## WHAT THIS EXERCISE ASKS
[a] According to the lymphoma T-cell interview, what can identify patients with exceptional outcome?
[b] Copy word for word everything in the lymphoma T-cell interview from "What have you" down to "you the most?".

## SELECTED PASSAGE

☆ ☆ ☆ ☆ ☆

Blood cancers

How T-cells affect survival in diffuse large B-cell lymphoma

Thursday, 6 Apr 2017



Can you describe the aim of your research in 10 words?

Attempting to understand how our T cells react to lymphoma

What have you discovered/achieved in this area so far?

I have established in a number of previous papers that an effective immune response to a patients tumour prior to initial chemotherapy can identify patients with exceptional outcome whereas patients with a poor immune response seem to do poorly with current standard therapy. This current research wanted to look in more depth at the exact type of T cell response that is responsible for different patient outcomes. We utilised a cutting-edge sequencing technology to sequence every T cell surrounding a lymphoma tumour to see if these cells were part of a single clone of T cells or a heterogeneous population. This allowed us to look at thousands of T cells in the tumour microenvironment. I still cannot believe the information this technology provides.

What aspect of this research excites you the most?

☆ ☆ ☆ ☆ ☆

## DATA EXTRACT
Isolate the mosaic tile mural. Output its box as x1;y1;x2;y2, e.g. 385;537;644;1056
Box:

☆ ☆ ☆ ☆ ☆

## ANSWER SET
[a] An effective immune response to the patient's tumor before initial chemotherapy.

[b]
What have you discovered/achieved in this area so far?

I have established in a number of previous papers that an effective immune response to a patients tumour prior to initial chemotherapy can identify patients with exceptional outcome whereas patients with a poor immune response seem to do poorly with current standard therapy. This current research wanted to look in more depth at the exact type of T cell response that is responsible for different patient outcomes. We utilised a cutting-edge sequencing technology to sequence every T cell surrounding a lymphoma tumour to see if these cells were part of a single clone of T cells or a heterogeneous population. This allowed us to look at thousands of T cells in the tumour microenvironment. I still cannot believe the information this technology provides.

What aspect of this research excites you the most?